Please set down each record exactly as it appears, but leave out any pictures.

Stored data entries
══════════

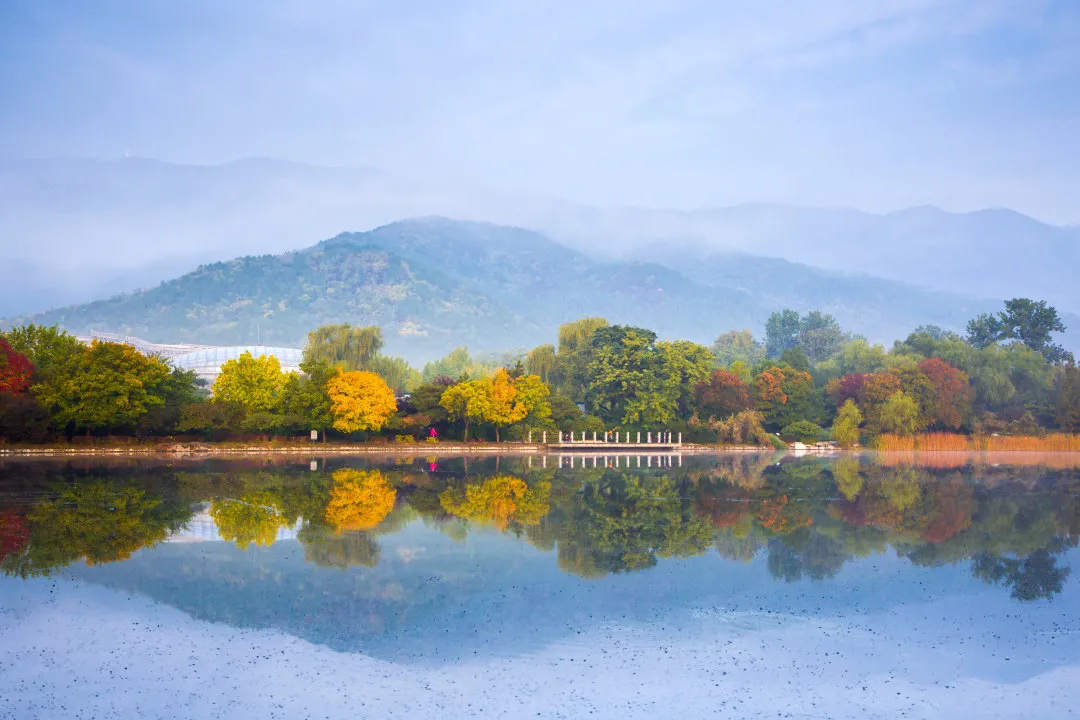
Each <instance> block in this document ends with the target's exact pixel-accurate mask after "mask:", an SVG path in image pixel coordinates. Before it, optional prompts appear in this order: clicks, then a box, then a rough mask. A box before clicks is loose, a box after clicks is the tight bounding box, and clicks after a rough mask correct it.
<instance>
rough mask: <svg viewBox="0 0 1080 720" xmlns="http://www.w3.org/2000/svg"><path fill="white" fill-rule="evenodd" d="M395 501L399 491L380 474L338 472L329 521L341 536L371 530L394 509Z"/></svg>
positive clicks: (336, 477) (334, 488)
mask: <svg viewBox="0 0 1080 720" xmlns="http://www.w3.org/2000/svg"><path fill="white" fill-rule="evenodd" d="M396 498H397V491H396V490H394V488H393V487H392V486H391V485H390V481H389V480H388V479H387V476H386V475H383V474H382V473H380V472H379V471H377V470H372V471H360V470H353V468H351V467H348V468H345V470H339V471H337V472H335V473H334V487H332V488H330V500H329V503H327V505H326V521H327V522H329V524H330V525H333V526H334V527H335V528H336V529H337V531H338V532H341V531H342V530H372V529H373V528H375V526H377V525H378V524H379V522H381V521H382V518H384V517H386V516H387V515H389V514H390V511H392V510H393V508H394V500H396Z"/></svg>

══════════

Solved exercise
Each <instance> block in this document ends with the target's exact pixel-accurate mask after "mask:", an SVG path in image pixel coordinates. Before it, optional prompts appear in this order: clicks, then a box, then a rough mask. A box before clicks is loose, a box after clicks is the tight bounding box, and clicks after a rough mask correct it.
<instance>
rough mask: <svg viewBox="0 0 1080 720" xmlns="http://www.w3.org/2000/svg"><path fill="white" fill-rule="evenodd" d="M395 501L399 491L380 474L338 472L329 521L341 536L371 530L394 509Z"/></svg>
positive clicks: (336, 477) (334, 488)
mask: <svg viewBox="0 0 1080 720" xmlns="http://www.w3.org/2000/svg"><path fill="white" fill-rule="evenodd" d="M396 498H397V491H396V490H394V488H393V487H392V486H391V485H390V481H389V480H388V479H387V476H386V475H383V474H382V473H380V472H379V471H377V470H372V471H360V470H353V468H351V467H348V468H345V470H339V471H337V472H335V473H334V487H332V488H330V500H329V503H327V505H326V521H327V522H329V524H330V525H333V526H334V527H335V528H336V529H337V531H338V532H341V531H342V530H372V529H373V528H375V526H377V525H378V524H379V522H381V521H382V518H384V517H386V516H387V515H389V514H390V511H392V510H393V508H394V500H396Z"/></svg>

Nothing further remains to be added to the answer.